YOUR OBJECTIVE:
From the passage on the Partnership's East Texas and Other Midstream segment, please state what interest the Partnership owns in the North Terrebonne plant.
━━ PASSAGE TO READ
In the Partnership's East Texas and Other Midstream segment, gathered volumes were down 7.7%, with equity NGL and condensate volumes down approximately 35%, compared to the fourth quarter of 2012. The decrease in gathered volumes was in part due to natural declines in the production of existing wells and a decrease in production from the Partnership's Tyler County gathering system in East Texas and the North Terrebonne plant, in which the Partnership owns a non-operated 3.07% interest, serving production from the Gulf of Mexico. The gathering volumes associated with the Partnership's Tyler County system hit recent highs in the fourth quarter of 2012 when one of its producer customer's wells came online in October and has since returned to normal levels. The volumes associated with the Partnership's North Terrebonne's plant were lower during the quarter primarily due to a lower ownership percentage in the plant, as compared to the fourth quarter, and lower associated third party drilling in the Gulf of Mexico. The decrease in combined equity NGL and condensate volumes was down primarily due to a true-up related to equity NGLs and condensate reported in the fourth quarter of 2012. Lower gathering volumes during the quarter also contributed to the decline.
━━━━
━━ EXTRACTED RECORDS
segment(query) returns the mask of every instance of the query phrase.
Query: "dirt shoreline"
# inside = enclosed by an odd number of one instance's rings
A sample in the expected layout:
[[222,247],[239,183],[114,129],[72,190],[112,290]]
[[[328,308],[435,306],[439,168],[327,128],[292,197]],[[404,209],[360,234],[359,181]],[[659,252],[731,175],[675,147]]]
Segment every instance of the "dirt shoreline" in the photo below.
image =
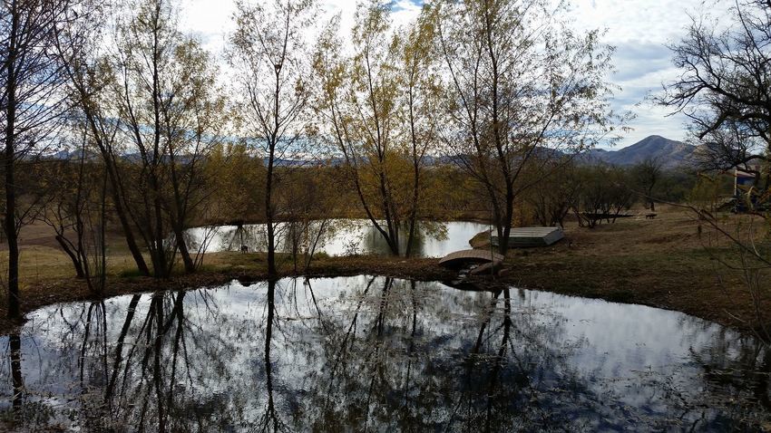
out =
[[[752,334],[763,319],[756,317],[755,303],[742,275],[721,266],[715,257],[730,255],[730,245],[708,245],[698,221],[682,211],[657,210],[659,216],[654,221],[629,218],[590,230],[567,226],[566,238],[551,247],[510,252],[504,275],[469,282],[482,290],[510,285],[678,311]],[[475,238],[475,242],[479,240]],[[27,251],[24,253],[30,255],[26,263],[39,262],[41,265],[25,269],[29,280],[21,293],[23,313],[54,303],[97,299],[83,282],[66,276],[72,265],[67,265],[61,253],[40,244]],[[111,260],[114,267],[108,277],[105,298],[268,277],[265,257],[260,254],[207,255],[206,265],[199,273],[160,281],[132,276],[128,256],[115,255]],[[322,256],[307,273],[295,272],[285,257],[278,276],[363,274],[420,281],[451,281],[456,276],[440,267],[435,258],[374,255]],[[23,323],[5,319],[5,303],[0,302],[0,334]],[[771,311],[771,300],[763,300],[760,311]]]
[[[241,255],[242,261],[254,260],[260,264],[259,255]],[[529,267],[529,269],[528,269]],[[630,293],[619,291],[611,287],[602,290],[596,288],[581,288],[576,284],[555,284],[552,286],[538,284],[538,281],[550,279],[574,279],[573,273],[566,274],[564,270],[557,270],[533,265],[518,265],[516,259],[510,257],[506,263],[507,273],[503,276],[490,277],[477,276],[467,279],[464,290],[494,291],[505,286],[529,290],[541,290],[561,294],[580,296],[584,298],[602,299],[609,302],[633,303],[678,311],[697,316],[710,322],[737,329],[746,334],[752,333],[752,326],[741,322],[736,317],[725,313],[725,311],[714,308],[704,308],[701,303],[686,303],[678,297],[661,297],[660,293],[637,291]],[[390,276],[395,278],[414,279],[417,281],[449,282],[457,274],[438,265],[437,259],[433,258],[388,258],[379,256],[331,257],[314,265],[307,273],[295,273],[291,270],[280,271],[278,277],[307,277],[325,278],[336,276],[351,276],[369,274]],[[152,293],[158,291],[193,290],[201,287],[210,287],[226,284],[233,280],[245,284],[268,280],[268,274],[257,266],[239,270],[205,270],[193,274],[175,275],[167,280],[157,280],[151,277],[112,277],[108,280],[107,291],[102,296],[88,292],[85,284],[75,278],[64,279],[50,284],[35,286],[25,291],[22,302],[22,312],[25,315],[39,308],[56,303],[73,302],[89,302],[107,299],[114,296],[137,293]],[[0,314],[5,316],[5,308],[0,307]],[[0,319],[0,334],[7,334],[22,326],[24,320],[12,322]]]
━━━━
IN RESPONSE:
A non-operated 3.07% interest.